## What the exercise asks
Edit everything from the line containing "Each instance receives one keypoint. Mark the silver skin" down to the end of the rows, both ends included, so that "dark fin" becomes "black fin" and nothing else changes. Give back only those lines, and leave the pictures out.

## Supplied information

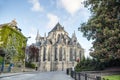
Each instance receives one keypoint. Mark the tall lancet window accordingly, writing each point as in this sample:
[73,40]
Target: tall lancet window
[60,54]
[71,56]
[55,54]
[64,54]
[75,54]
[49,54]
[44,54]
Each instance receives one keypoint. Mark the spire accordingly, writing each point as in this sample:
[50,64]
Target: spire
[44,36]
[38,36]
[74,35]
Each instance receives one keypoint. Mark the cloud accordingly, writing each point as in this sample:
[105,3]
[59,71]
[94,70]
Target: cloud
[36,5]
[53,20]
[72,6]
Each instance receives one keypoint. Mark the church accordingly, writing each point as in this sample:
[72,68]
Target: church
[58,51]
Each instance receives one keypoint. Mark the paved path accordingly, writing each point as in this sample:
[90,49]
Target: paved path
[57,75]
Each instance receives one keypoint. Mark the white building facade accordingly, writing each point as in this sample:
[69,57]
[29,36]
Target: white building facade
[58,51]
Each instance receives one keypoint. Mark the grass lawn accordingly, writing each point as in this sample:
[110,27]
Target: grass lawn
[112,77]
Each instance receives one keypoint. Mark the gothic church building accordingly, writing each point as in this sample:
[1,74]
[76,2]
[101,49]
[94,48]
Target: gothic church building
[58,51]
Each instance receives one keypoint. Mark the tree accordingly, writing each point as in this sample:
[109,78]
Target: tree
[103,27]
[34,53]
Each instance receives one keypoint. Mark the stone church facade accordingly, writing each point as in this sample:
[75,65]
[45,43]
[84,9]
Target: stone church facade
[58,51]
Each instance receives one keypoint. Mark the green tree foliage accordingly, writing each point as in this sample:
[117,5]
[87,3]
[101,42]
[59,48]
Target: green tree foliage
[14,43]
[103,27]
[34,53]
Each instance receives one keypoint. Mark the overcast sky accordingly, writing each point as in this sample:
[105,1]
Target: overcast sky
[42,15]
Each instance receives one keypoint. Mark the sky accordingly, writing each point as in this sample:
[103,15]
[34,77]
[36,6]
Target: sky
[43,15]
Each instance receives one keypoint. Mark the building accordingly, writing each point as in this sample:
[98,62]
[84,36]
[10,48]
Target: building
[58,51]
[12,42]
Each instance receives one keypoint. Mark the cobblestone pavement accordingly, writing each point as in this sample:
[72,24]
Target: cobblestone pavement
[56,75]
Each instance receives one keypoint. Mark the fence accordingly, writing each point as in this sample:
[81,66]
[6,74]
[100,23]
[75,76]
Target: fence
[82,75]
[90,75]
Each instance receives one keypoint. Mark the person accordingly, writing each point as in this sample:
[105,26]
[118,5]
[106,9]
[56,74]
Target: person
[73,68]
[36,67]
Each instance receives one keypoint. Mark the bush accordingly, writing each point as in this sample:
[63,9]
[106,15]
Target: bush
[30,65]
[96,64]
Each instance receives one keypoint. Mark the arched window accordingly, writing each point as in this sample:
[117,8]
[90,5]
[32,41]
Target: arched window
[49,54]
[44,54]
[60,54]
[71,57]
[55,57]
[64,54]
[75,54]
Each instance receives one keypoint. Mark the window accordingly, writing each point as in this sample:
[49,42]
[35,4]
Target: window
[60,54]
[44,54]
[55,54]
[71,56]
[49,54]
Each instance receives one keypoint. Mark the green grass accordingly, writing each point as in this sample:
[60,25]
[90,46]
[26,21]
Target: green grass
[112,77]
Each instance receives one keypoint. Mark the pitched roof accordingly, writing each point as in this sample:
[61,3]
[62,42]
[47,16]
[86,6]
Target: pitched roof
[57,27]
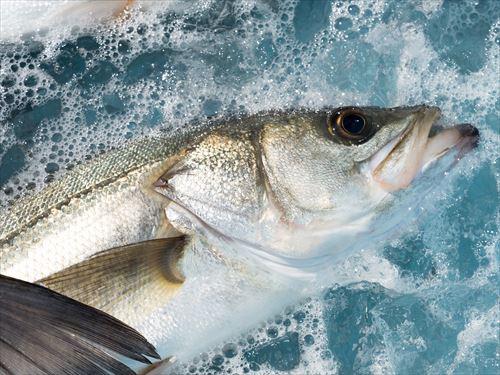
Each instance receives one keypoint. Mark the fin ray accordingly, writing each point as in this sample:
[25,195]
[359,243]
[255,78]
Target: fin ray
[44,332]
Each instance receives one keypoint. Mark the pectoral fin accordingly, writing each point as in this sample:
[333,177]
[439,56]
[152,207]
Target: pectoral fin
[127,282]
[44,332]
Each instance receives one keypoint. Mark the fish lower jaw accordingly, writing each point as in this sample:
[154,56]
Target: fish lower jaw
[396,165]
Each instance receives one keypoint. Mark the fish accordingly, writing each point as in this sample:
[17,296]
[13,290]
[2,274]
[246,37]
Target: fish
[170,231]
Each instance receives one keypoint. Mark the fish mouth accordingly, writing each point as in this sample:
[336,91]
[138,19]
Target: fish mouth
[417,147]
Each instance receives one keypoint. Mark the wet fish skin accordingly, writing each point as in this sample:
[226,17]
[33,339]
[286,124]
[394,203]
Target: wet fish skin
[288,182]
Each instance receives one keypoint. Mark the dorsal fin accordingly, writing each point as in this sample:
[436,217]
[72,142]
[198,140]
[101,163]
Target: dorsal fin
[44,332]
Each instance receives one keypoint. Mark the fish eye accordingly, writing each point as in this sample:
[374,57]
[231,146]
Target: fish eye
[350,125]
[353,123]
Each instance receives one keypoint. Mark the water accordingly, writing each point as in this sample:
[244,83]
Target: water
[427,302]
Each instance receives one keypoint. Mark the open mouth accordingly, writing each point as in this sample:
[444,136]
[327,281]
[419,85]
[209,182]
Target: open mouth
[419,145]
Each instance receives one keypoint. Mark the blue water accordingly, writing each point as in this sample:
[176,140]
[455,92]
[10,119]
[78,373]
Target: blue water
[425,303]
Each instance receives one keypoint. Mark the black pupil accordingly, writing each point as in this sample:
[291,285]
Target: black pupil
[353,123]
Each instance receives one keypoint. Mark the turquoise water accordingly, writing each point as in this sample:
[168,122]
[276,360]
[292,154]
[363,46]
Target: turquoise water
[425,302]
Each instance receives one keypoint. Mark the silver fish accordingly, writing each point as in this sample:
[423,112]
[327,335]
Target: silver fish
[288,192]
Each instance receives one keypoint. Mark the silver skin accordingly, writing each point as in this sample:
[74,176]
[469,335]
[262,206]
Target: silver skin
[269,191]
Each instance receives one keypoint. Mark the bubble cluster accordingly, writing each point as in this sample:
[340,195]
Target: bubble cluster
[70,92]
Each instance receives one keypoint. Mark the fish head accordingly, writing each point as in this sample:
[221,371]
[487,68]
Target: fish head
[295,186]
[331,172]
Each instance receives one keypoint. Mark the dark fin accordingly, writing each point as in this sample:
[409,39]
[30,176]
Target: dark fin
[44,332]
[119,280]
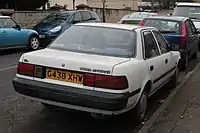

## Exercise response
Each instance receives one keypoint. Mark the silver skin accordingly, writing each point as in this sample:
[74,176]
[469,335]
[262,206]
Target: silver skin
[269,191]
Each instance receives one keypoint. Mark the bubble cluster accordingly, writing each point as in this sample:
[340,195]
Target: bubble cluster
[70,92]
Each instance receives one keypoint. Mark the fish head accordingly, writing each point as in this sample:
[221,371]
[487,68]
Target: fish head
[295,186]
[331,172]
Each instance receives one keypoint. Mark the black fin accordingly, writing each point as in this sample:
[409,39]
[30,176]
Target: black fin
[44,332]
[119,280]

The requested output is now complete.